### [DOCUMENT EXTRACT]
-.-.-

Senator Payne’s office said the minister did not comment on cabinet discussions but argued that the Morrison government was “easily the largest bilateral donor to the Pacific”.

“No government has been more attentive to the needs and priorities of the Pacific,” her spokesman said.

Labor foreign affairs spokeswoman Penny Wong said voters could not risk another three years of the Morrison government’s “failings in the Pacific”.

Scott Morrison “was warned about what was coming in the ­Pacific but he dropped the ball, and now Australia is less secure,” Senator Wong said.

“How many times will Mr Morrison ignore warnings? And what cost will Australians have to pay for his inaction?”

She said Labor’s promised foreign aid boost was “responsible”, and would harness Australia’s strengths in the region.

Australia’s strained relationship with key Pacific partners was dramatically demonstrated in ­recent weeks when Solomon ­Islands Prime Minister Manasseh Sogavare claimed his country was treated like children and threatened “with invasion” over its ­security agreement with China.

The accusation came after the Prime Minister declared a Chinese base in Solomon Islands would be a “red line” for Australia.

Mr Morrison on Thursday said if he were re-elected, he would visit Honiara and “many of the other Pacific countries that I had hoped to visit during the last three years”.

-.-.-

### [YOUR TASKS]
1. Decide whether each statement agrees with the news excerpt on Australia's Pacific policy. Answer yes or no for each, and quote the words from the excerpt that settle it.
(a) Senator Payne's spokesman claimed no government had paid closer attention to the Pacific's needs and priorities.
(b) Penny Wong called Labor's promised foreign aid boost irresponsible.
(c) The Solomon Islands Prime Minister claimed his country was treated like children.
2. Pick up the news excerpt on Australia's Pacific policy after its final sentence and continue it.
The material is not needed for this work.

### [SOURCE EXCERPT]
-.-.-

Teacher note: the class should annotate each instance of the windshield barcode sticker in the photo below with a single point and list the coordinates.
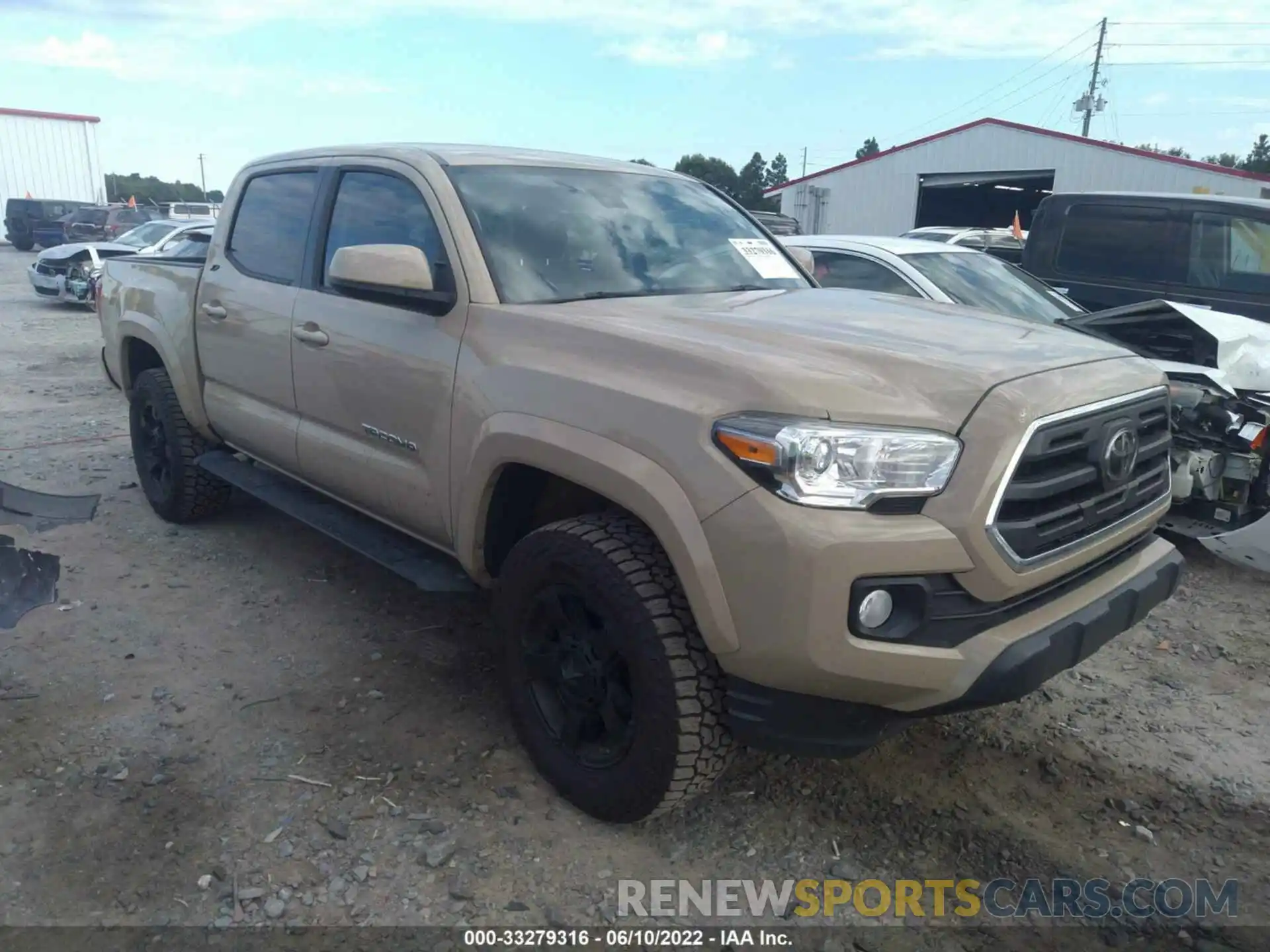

-.-.-

### [WRITTEN ANSWERS]
1.
(a) Yes: "No government has been more attentive to the needs and priorities of the Pacific"
(b) No: "Labor’s promised foreign aid boost was “responsible”"
(c) Yes: "claimed his country was treated like children"

2.
China’s efforts to win over ­Pacific nations will be a key ­agenda item at next week’s Quadrilateral Security Dialogue leaders’ meeting in Tokyo, where US President Joe Biden will launch his “Indo-Pacific economic framework”.

White House National Security Adviser Jake Sullivan said the “21st-century economic arrangement” would offer a new model for tackling challenges, “from setting the rules of the digital economy, to ensuring secure and resilient supply chains, to managing the energy transition, to investing in clean, modern, high-standards infrastructure”.

Labor leader Anthony Albanese has vowed to attend the Quad meeting with Senator Wong if he wins the election on Saturday, with deputy leader Richard Marles to remain in Australia as acting prime minister.

All three would need to be sworn in as soon as the election ­result was known to enable Mr ­Albanese to represent Australia at the regional security summit.

Mr Morrison has indicated he would attend the Quad meeting if he won the election, or – under parliamentary conventions – if the result remained undecided.